__Problem 1__
Using the higher education news excerpt, answer each question briefly.
(a) How much of his own money did King Abdullah provide to start the new institution?
(b) Which French university will partner with Dubai Education to establish L’Université Française de Dubai?
(c) When is the University Hospital slated to open?
__Problem 2__
Reproduce word for word the part of the higher education news excerpt starting at "November 27, 2007" and ending at "for Medical Research.".

Until recently, Saudi Arabia spent less than a quarter of 1 percent of its gross domestic product on scientific research. King Abdullah provided $10 billion of his own money to start the new institution, making it the sixth richest university in the world even before it opens. Despite the institution’s wealth, Mr. Shih will face the difficult challenge of recruiting top faculty members to one of the most socially conservative countries in the world, and balancing the freedom and openness required for a world-class research university with the more traditional forces in Saudi society.
Kaust officials hope that Mr. Shih will achieve similar results in Saudi Arabia as he did in Singapore, where he was able to transform NUS into one of the world’s top 50 universities by building global networks for the university and links with industry. His support for revenue-generating research and his work with the Singaporean government on economic development will be helpful in accomplishing one of the new university’s stated goals of helping to diversify the Saudi economy away from dependence on oil, as well as creating new jobs for the 30 percent of Saudi youth who are currently unemployed.
– The Chronicle of Higher Education
January 13, 2008
United Arab Emirates
French University to Open in Dubai
Dubai Education, a subsidiary of Emirates Investment and Development, announced in November that it will partner with France’s Université Lumière Lyon 2 in establishing L’Université Française de Dubai. The new university campus will be located centrally in Dubai and is expected to begin classes in the upcoming academic year. Université Lumière Lyon 2 already has a collaboration agreement with the Canadian University of Dubai (see December issue), which was the first venture of Dubai Education.
November 27, 2007
“Academic Medical Center” to Host Harvard Medical School
Dubai Healthcare City, in January launched Mohammed Bin Rashid Al Maktoum Academic Medical Centre, a huge academic education complex comprising multiple institutions, at the heart of which will be the state-of-the-art University Hospital, slated to open in early 2011. The other medical education facilities in the complex are Harvard Medical School Dubai Centre Institute for Postgraduate Education and Research, Al Maktoum Harvard Medical Library, and Dubai Harvard Foundation for Medical Research.

__Information supplied__

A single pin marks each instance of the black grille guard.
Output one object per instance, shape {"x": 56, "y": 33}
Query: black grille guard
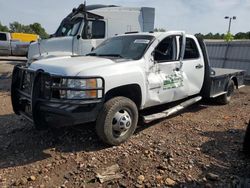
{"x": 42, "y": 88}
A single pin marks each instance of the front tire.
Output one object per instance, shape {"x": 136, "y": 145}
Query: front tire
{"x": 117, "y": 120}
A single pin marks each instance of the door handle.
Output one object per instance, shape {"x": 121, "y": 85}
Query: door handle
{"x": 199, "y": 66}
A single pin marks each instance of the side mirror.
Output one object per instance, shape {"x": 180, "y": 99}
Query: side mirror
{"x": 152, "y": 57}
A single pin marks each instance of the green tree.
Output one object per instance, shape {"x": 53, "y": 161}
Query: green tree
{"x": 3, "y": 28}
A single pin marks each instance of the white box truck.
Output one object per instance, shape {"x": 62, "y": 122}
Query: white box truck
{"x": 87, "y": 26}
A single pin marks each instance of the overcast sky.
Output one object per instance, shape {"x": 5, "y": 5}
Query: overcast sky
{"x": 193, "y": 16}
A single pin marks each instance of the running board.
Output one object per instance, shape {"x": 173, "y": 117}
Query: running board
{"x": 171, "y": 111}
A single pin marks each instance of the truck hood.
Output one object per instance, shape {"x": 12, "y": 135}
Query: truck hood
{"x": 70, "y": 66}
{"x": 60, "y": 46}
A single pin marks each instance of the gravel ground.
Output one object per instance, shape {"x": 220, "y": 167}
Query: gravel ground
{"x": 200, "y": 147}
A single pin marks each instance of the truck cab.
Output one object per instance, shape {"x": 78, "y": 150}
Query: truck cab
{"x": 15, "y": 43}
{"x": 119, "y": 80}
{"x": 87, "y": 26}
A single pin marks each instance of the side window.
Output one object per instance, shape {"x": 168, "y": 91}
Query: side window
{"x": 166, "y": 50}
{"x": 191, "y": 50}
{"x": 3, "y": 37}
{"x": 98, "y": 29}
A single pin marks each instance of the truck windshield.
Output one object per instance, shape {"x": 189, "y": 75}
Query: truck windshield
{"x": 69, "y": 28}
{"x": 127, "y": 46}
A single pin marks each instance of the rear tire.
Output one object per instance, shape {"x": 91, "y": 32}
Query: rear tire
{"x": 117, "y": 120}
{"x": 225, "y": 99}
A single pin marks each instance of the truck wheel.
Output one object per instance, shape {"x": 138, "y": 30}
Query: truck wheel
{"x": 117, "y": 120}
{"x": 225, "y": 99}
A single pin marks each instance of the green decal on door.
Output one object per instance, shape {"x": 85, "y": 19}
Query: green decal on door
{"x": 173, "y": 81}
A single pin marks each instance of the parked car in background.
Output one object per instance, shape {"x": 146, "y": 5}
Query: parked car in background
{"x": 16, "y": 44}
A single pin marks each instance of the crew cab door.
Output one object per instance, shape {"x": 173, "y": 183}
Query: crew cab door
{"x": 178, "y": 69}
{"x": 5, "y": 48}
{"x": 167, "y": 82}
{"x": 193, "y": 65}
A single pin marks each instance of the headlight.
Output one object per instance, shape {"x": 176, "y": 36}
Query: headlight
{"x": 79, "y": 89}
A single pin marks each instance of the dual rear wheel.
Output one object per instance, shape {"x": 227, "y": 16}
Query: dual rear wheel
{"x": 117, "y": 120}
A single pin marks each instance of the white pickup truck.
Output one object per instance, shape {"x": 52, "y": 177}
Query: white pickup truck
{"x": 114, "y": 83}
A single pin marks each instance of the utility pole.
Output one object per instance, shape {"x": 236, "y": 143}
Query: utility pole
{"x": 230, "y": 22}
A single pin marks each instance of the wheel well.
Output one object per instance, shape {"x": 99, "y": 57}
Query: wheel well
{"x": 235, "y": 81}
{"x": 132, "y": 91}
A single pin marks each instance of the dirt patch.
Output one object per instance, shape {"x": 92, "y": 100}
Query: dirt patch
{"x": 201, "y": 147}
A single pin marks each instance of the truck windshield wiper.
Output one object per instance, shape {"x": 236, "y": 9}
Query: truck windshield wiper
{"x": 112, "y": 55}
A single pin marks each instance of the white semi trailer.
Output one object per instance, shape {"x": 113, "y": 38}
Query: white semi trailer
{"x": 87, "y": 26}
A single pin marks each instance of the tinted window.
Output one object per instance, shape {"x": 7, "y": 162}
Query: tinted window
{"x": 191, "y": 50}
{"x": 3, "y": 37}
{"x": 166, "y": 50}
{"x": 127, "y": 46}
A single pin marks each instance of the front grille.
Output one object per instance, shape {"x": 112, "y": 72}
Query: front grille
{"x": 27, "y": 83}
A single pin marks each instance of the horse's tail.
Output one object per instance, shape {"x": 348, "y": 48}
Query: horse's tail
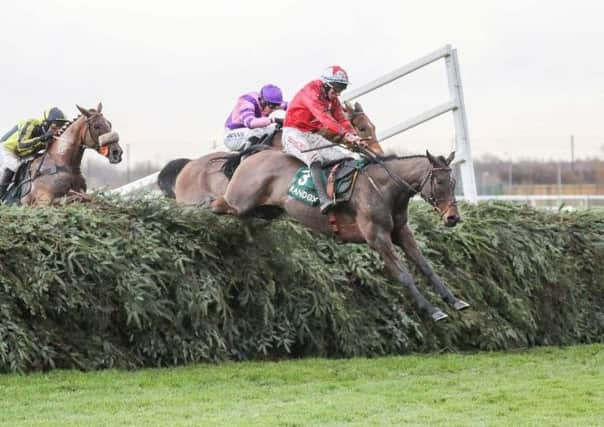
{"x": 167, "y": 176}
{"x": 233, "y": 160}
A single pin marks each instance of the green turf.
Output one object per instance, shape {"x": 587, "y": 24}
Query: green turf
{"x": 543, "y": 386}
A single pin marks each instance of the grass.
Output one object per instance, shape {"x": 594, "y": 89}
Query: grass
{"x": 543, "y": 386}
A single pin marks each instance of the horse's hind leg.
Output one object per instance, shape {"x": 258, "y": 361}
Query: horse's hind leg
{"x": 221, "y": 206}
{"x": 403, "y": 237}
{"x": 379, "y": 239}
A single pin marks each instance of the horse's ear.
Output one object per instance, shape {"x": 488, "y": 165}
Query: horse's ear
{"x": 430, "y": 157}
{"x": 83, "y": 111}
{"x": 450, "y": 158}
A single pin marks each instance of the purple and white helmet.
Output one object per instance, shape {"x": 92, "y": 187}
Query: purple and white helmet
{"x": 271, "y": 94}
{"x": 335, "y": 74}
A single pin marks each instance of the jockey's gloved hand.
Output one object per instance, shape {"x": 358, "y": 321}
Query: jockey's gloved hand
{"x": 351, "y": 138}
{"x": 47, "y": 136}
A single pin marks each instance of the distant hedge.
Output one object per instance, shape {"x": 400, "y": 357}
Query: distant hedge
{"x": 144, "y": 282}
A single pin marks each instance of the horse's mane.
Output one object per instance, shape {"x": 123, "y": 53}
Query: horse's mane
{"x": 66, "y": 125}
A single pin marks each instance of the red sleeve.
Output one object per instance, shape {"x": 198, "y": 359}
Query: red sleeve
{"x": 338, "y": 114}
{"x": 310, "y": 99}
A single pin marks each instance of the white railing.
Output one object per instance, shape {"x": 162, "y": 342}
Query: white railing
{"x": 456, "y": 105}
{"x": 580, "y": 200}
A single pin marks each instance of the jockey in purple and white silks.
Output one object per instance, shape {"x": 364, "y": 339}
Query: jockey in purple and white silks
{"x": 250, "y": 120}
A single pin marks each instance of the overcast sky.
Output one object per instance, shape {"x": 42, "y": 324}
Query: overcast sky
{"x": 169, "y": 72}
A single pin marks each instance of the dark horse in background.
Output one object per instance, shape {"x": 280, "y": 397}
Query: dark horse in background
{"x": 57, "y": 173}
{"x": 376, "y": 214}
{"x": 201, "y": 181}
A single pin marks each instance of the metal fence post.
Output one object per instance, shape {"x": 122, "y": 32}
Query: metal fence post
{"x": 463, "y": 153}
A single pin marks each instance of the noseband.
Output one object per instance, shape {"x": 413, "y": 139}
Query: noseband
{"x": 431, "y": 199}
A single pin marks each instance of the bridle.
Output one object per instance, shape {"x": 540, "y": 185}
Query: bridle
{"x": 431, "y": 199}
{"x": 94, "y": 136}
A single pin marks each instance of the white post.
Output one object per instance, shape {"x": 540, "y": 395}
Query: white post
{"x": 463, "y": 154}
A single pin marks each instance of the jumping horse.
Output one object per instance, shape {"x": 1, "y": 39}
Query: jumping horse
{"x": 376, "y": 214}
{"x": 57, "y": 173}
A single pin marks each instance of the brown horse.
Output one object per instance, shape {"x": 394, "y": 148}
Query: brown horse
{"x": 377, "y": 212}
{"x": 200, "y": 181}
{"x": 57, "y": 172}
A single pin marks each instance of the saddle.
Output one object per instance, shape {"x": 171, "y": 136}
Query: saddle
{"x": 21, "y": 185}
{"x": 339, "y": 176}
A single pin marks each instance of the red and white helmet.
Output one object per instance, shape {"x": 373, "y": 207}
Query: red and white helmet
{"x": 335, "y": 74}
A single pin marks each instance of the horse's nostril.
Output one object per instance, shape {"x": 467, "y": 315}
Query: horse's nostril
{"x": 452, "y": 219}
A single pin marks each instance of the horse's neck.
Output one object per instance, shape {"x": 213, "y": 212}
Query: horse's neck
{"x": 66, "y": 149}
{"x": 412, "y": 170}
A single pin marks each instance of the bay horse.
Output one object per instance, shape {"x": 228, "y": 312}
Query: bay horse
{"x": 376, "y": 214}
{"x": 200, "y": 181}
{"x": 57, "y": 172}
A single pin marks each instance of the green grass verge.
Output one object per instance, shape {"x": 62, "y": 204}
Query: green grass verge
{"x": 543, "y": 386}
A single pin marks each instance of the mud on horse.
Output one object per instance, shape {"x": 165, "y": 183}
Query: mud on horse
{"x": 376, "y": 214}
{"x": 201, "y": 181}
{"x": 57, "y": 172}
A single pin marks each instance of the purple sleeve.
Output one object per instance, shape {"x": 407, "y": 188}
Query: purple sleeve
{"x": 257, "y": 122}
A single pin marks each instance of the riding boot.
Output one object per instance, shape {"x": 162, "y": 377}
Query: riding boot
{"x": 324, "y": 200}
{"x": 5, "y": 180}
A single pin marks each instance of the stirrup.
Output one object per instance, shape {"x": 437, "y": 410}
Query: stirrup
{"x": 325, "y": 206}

__Solution 1__
(a) $10 billion
(b) Université Lumière Lyon 2
(c) Early 2011

__Solution 2__
November 27, 2007
“Academic Medical Center” to Host Harvard Medical School
Dubai Healthcare City, in January launched Mohammed Bin Rashid Al Maktoum Academic Medical Centre, a huge academic education complex comprising multiple institutions, at the heart of which will be the state-of-the-art University Hospital, slated to open in early 2011. The other medical education facilities in the complex are Harvard Medical School Dubai Centre Institute for Postgraduate Education and Research, Al Maktoum Harvard Medical Library, and Dubai Harvard Foundation for Medical Research.